Antes de cada música, na sua maioria, Lindeman fazia uma breve introdução à mesma. Por vezes explicava o contexto por detrás da mesma, outras revelava o que lhe ia na alma quando a estava a escrever ou até o momento que vivia quando a estava a escrever e acabou por ter influência na mesma. Em cada explicação, algo que nunca falhava era o sentido de humor, que criou e desenvolveu uma imagem bonita e castiça de Tamara Lindeman na memória do público presente.
De muito se falou durante a noite de quinta feira… Falou-se das eleições em Ontário (que decorreram nesse dia) e as discussões que geram dentro do círculo de amigos de Lindeman; falou-se de músicas sobre pássaros e a filosofia por detrás dos nomes atribuídos aos mesmos durante o colonialismo, numa reflexão sobre as saudades de casa, tendo como exemplo o Magpie Australiano, que deu origem à música “Ignorance”; Falou-se sobre a vulnerabilidade por detrás da música “Heart”, parafraseando Lindeman quando confrontada com as suas inseguranças sobre a publicação desta música, alguém lhe disse: “you gonna put it out, you gonna call it ‘heart’ and everything is gonna be ok” – fez todo o sentido tocar esta música durante o concerto e nós agradecemos; e falou-se ainda da música “Song”, que tinha como objetivo falar sobre escrever música, suportando-se na falsa sensação da qual muitos artistas sofrem. Falo, pois, da sensação de conseguir idealizar uma música que vai ser “A Música” com tudo o que “A Música” precisa de ter para o ser e assim o é enquanto está apenas na cabeça, onde a expectativa vai crescendo, mas, depois de finalizada fica a dever ao que foi idealizado.

- [O que fazer] Transcreva do texto sobre o concerto de Tamara Lindeman tudo o que vai desde "Antes de cada" até "do público presente.". Os dados não têm qualquer relação com o texto.

- [Dados fornecidos]
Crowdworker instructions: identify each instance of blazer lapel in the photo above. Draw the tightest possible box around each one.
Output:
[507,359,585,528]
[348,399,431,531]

- [Resposta ao exercício]
Antes de cada música, na sua maioria, Lindeman fazia uma breve introdução à mesma. Por vezes explicava o contexto por detrás da mesma, outras revelava o que lhe ia na alma quando a estava a escrever ou até o momento que vivia quando a estava a escrever e acabou por ter influência na mesma. Em cada explicação, algo que nunca falhava era o sentido de humor, que criou e desenvolveu uma imagem bonita e castiça de Tamara Lindeman na memória do público presente.